Point localization data:
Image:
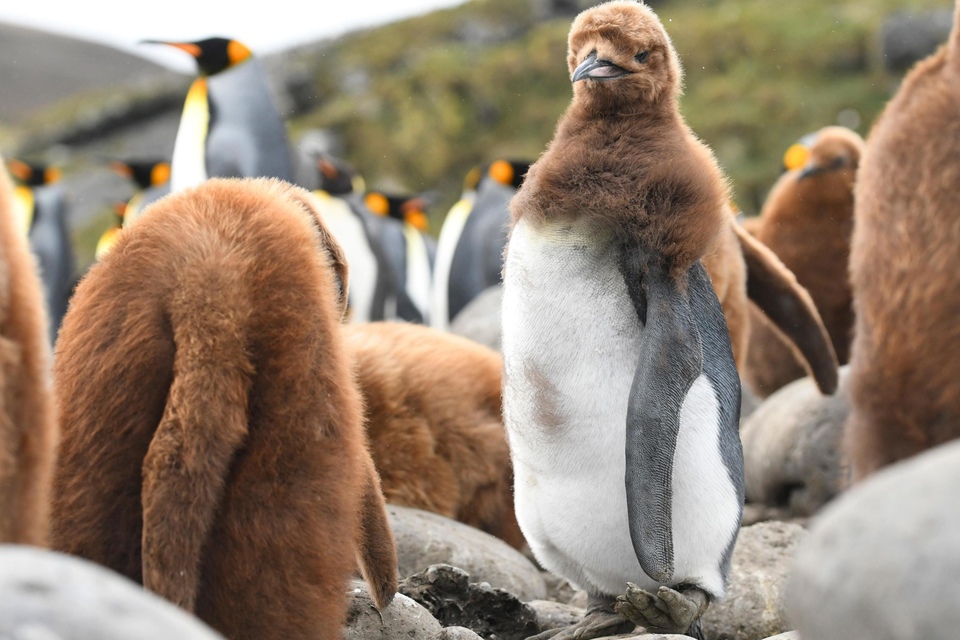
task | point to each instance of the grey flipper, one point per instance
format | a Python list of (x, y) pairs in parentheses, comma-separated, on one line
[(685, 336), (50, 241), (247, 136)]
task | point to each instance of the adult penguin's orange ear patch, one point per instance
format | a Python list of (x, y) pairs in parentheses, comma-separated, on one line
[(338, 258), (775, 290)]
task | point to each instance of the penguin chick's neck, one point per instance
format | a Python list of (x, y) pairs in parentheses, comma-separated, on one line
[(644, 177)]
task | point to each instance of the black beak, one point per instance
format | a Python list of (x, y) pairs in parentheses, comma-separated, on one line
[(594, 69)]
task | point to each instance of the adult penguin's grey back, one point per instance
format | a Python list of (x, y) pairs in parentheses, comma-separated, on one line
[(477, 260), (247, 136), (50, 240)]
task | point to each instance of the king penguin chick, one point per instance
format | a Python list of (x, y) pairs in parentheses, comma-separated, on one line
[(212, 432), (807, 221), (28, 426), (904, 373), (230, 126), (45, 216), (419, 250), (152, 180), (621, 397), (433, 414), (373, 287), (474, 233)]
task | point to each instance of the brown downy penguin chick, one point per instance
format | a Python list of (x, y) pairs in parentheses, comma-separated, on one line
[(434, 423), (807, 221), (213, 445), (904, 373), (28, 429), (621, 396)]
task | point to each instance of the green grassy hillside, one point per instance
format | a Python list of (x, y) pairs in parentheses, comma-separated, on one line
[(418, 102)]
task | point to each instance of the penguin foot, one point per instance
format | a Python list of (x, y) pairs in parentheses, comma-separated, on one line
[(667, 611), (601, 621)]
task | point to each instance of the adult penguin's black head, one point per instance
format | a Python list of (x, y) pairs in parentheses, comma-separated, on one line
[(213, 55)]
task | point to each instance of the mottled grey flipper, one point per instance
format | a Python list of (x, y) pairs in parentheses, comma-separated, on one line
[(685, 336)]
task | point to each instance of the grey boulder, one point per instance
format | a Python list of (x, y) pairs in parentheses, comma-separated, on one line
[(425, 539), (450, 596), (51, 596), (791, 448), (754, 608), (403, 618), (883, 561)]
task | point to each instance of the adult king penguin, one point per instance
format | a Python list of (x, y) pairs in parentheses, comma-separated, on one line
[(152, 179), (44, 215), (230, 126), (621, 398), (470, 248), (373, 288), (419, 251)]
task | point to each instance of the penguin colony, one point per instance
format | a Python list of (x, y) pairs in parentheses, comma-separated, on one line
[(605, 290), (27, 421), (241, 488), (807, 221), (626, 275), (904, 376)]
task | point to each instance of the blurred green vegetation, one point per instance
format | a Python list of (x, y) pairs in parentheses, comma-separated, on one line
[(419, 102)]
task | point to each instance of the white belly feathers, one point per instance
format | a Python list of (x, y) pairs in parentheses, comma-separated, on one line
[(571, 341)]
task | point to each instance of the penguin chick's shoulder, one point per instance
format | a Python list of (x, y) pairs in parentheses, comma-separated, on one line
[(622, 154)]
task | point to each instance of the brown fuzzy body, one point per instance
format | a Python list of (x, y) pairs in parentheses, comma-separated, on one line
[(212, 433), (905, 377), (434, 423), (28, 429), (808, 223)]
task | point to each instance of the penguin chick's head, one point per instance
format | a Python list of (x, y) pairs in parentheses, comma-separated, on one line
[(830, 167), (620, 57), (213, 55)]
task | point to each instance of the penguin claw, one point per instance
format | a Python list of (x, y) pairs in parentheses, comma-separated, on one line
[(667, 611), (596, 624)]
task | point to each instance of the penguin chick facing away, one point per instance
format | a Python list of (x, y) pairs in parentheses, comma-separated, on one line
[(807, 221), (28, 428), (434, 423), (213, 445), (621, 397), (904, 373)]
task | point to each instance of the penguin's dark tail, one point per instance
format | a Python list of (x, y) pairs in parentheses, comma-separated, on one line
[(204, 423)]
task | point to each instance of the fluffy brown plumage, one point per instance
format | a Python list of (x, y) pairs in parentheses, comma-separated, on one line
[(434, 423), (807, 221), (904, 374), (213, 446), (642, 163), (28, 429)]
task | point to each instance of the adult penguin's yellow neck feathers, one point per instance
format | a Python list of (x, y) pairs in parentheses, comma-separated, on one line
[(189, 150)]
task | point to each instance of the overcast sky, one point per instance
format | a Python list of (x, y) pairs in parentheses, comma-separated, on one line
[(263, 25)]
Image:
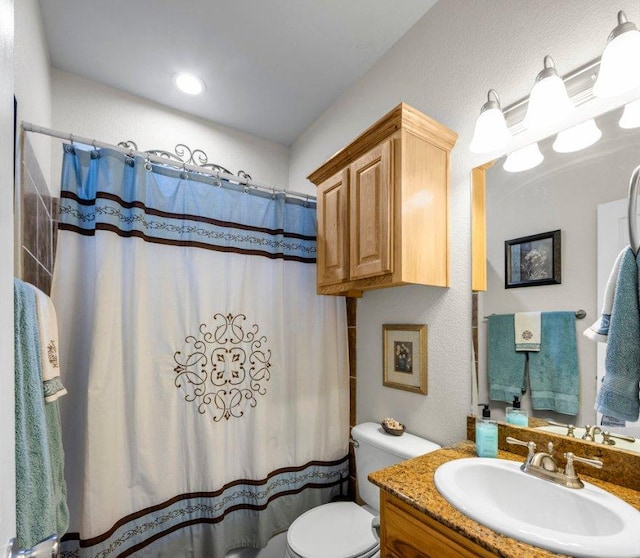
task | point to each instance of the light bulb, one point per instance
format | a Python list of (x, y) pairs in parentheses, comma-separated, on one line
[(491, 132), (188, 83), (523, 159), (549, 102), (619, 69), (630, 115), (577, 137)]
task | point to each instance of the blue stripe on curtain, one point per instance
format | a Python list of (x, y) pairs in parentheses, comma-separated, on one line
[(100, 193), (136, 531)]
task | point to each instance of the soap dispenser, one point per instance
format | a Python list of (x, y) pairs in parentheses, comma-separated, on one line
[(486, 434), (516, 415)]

_Exercise details_
Only the lines from where the data begins to the line with "task | point to each instance of the penguin foot, one", both of them included, should be reproduced word for word; no pictures.

_Completed task_
Image:
task | point to each instance of the grey flipper, one point per instance
format | a Python list of (x, y) pairs in parentheses, comma-separated, on one line
[(685, 336), (50, 241), (247, 136)]
task | point to each instance of the adult penguin's orange ear patch, one point per instance
format | a Python list of (x, y) pairs in parentheses, comma-separated, on one line
[(338, 258), (775, 290)]
task | point to each instance of the penguin chick's neck, one point per instance
format | a Python list of (x, y) pairs in parentheses, comma-separated, on one line
[(644, 177)]
task | point to each instance of the black beak, one point per instance
format | a Python list of (x, y) pairs in parentheses, comma-separated, on one line
[(594, 69)]
task | point to each instance of the adult penguin's grey back, one point per instance
format | a Python list of (x, y) pairs in parentheses, comma-separated, on one line
[(477, 260), (247, 136), (50, 240)]
task | point to each instance of the king penguin chick, one point per instance
format | a Python list of (x, y) pairs in parentheses, comma-separated, on one line
[(212, 432), (807, 221), (28, 426), (904, 373), (230, 126), (45, 216), (419, 250), (152, 180), (621, 397), (433, 414), (373, 287), (474, 233)]
task | point to each instance of the brown downy penguin chick, one point per instance
format | a Python list of (x, y) pairs in parentheses, comma-separated, on one line
[(434, 423), (807, 221), (213, 445), (904, 373), (28, 429), (621, 396)]
task | point to each instance of the green grassy hillside, one point per instance
format | a Python list of (x, y) pairs in parentheses, comma-separated, on one line
[(418, 102)]
task | point to each instance of the penguin foot, one point per instance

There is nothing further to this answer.